**Exercise requirements**: Output the data exactly, with every line intact.

[Records from a data source]
****************

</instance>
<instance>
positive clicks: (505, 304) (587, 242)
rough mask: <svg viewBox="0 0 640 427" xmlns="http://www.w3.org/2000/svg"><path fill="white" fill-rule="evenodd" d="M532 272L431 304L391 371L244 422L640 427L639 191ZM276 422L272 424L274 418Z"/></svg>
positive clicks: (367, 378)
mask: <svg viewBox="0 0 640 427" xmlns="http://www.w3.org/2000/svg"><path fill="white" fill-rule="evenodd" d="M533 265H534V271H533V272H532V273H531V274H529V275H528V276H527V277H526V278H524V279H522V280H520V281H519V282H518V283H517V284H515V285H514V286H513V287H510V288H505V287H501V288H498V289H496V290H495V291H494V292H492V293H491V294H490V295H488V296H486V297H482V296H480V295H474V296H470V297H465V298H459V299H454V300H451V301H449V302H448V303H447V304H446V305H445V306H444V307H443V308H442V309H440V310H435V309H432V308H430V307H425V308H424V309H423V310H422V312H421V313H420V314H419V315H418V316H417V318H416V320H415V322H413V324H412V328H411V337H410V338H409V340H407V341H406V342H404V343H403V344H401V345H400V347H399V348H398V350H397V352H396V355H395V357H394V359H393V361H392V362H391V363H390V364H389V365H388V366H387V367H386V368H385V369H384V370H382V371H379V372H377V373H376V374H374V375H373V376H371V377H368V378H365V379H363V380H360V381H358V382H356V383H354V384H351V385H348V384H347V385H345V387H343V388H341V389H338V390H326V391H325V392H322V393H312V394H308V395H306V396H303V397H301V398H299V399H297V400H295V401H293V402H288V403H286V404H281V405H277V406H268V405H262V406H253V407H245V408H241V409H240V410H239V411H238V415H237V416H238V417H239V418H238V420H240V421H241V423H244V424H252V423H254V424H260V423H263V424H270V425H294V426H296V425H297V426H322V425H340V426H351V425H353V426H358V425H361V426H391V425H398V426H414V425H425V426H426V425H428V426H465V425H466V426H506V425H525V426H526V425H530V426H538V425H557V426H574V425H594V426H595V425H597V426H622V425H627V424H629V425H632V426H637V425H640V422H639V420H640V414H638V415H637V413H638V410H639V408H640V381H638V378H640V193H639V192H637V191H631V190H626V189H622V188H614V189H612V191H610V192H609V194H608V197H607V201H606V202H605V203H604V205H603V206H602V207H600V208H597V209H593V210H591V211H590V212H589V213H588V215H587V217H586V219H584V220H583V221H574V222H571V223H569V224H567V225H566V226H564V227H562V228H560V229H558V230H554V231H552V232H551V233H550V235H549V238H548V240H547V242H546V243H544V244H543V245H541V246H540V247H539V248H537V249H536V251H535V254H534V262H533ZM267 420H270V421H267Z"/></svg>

****************

**Answer to this task**:
</instance>
<instance>
positive clicks: (505, 304) (587, 242)
rough mask: <svg viewBox="0 0 640 427" xmlns="http://www.w3.org/2000/svg"><path fill="white" fill-rule="evenodd" d="M532 272L431 304L391 371L244 422L640 427L639 191ZM276 422L272 424L274 418Z"/></svg>
positive clicks: (367, 378)
mask: <svg viewBox="0 0 640 427" xmlns="http://www.w3.org/2000/svg"><path fill="white" fill-rule="evenodd" d="M533 265H534V271H533V272H532V273H531V274H529V275H528V276H527V277H526V278H524V279H522V280H520V281H519V282H518V283H517V284H515V285H514V286H513V287H510V288H505V287H501V288H498V289H496V290H495V291H494V292H492V293H491V294H490V295H488V296H486V297H482V296H480V295H474V296H470V297H465V298H459V299H454V300H451V301H449V302H448V303H447V304H446V305H445V306H444V307H443V308H442V309H440V310H435V309H432V308H430V307H425V308H424V309H423V310H422V312H421V313H420V314H419V315H418V316H417V318H416V320H415V322H413V324H412V328H411V337H410V338H409V340H407V341H406V342H404V343H403V344H401V345H400V347H399V348H398V350H397V352H396V355H395V357H394V359H393V361H392V362H391V363H390V364H389V365H388V366H387V367H386V368H385V369H384V370H382V371H379V372H377V373H376V374H374V375H373V376H371V377H368V378H365V379H363V380H360V381H358V382H356V383H354V384H351V385H348V384H347V385H345V387H343V388H341V389H338V390H326V391H325V392H322V393H312V394H308V395H306V396H303V397H301V398H299V399H297V400H295V401H293V402H288V403H286V404H281V405H277V406H268V405H262V406H253V407H245V408H241V409H240V410H239V411H238V415H237V416H238V417H239V418H238V420H240V421H241V423H244V424H252V423H254V424H260V423H263V424H270V425H294V426H296V425H297V426H322V425H340V426H351V425H353V426H358V425H361V426H391V425H398V426H414V425H425V426H426V425H428V426H465V425H466V426H506V425H525V426H526V425H530V426H538V425H557V426H574V425H594V426H595V425H597V426H622V425H627V424H629V425H632V426H637V425H640V422H639V420H640V414H638V415H637V413H638V410H639V408H640V381H638V378H640V193H639V192H637V191H631V190H626V189H622V188H614V189H612V191H610V192H609V194H608V197H607V201H606V202H605V203H604V205H603V206H602V207H600V208H597V209H593V210H591V211H590V212H589V213H588V215H587V217H586V219H584V220H583V221H574V222H571V223H569V224H567V225H566V226H564V227H562V228H560V229H558V230H554V231H552V232H551V233H550V235H549V238H548V240H547V242H546V243H544V244H543V245H541V246H540V247H539V248H537V249H536V251H535V254H534V262H533ZM267 420H270V421H267Z"/></svg>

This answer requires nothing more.